**Provided text:**

Segment Open

What to Do If You Experience Gender Bias

Three serious business people talking in boardroomBy Tina Vasquez (Los Angeles)

Oftentimes, the problem with gender bias is that it acts like a filter, affecting how we see people, what we notice about them, and how we interpret their behavior. If you’re human, you have biases, and like other stereotypes, assumptions about a person based on their gender are made automatically. Both men and women are guilty of bias, but in the workplace it’s women who pay the ultimate price for these biases.

According to Iris Bohnet, a professor at Harvard Kennedy School and the director of its Women and Public Policy Program, even those with the best intentions who don’t want to discriminate are likely to fall prey to stereotypes they’ve come to believe are emblematic of how society works.

“In today’s society seeing is believing, so if you don’t see women in leadership positions, you don’t naturally associate women with leadership,” Bohnet said.

Because hidden gender bias is automatically triggered, it should be thought of as a negative impulse that you fight to control. Bohnet has made an interesting connection between gender bias and studies concerning image, nutrition, and saving money: things that require intention: things we know we should do, but we don’t do because it’s easier not to – like being on a diet.

“The key to fighting gender bias is changing the environment so that being biased becomes more difficult,” Bohnet said. “When you’re on a diet, you’re not going to keep ice cream in your refrigerator. If bad food is available, you will eat it. Changing the environment so that it becomes more difficult to eat poorly or so that it becomes more difficult to discriminate against women can make all the difference.”

According to Bohnet, doing the right thing and creating the right environment requires a “nudge.” Bohnet took inspiration from the book Nudge: Improving Decisions about Health, Wealth, and Happiness, which focuses on choice architecture – how outcomes might be influenced – or nudged – by how choices are presented.

Nudging the Gender Gap Shut

Bohnet believes that nudges can be used to help close the gender gap and combat gender bias. For organizations that are interested in changing but aren’t interested in regulatory or market interventions, a change in environment is proving to be very beneficial. Bohnet’s study, When Performance Dominates Gender Bias: Joint vs. Separate Evaluation [PDF], revealed that when multiple options are presented simultaneously and evaluated comparatively, people tend to rely less on cognitive short cuts, or stereotypes, to make decisions.

Bohnet and her coauthors, Alexandra van Geen and Max Bazerman, wrote that in the study, when evaluating one candidate at a time, “the interviewers were much more likely to base their decisions on the candidate’s gender, with male candidates preferred for mathematical tasks and female candidates preferred for verbal tasks – regardless of how the candidate had performed in the past. In contrast, when a man and a woman were evaluated at the same time, the interviewers were more concerned with their past performance than with their gender. The gender gap completely disappeared. This meant the more qualified candidate was chosen, regardless of gender.”

Segment Closed

**Exercise data:**
Segment Open

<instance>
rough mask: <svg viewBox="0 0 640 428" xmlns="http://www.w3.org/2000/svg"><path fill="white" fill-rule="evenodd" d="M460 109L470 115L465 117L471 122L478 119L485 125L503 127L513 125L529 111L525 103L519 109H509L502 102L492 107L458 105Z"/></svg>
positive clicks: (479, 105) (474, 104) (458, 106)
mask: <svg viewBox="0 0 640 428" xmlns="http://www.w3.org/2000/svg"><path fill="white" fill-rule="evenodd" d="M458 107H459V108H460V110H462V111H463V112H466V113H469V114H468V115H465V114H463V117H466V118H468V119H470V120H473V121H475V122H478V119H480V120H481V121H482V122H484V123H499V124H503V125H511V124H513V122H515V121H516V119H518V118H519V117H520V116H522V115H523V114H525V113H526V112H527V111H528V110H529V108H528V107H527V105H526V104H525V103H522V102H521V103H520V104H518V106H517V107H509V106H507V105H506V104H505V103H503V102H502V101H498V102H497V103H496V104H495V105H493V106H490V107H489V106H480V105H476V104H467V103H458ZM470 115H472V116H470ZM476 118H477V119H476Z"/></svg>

Segment Closed

Please rewrite the gender bias article from "Oftentimes, the problem" up to and including "how society works.", changing "workplace" to "office". Base your work only on the gender bias article and not on the data.

Oftentimes, the problem with gender bias is that it acts like a filter, affecting how we see people, what we notice about them, and how we interpret their behavior. If you’re human, you have biases, and like other stereotypes, assumptions about a person based on their gender are made automatically. Both men and women are guilty of bias, but in the office it’s women who pay the ultimate price for these biases.

According to Iris Bohnet, a professor at Harvard Kennedy School and the director of its Women and Public Policy Program, even those with the best intentions who don’t want to discriminate are likely to fall prey to stereotypes they’ve come to believe are emblematic of how society works.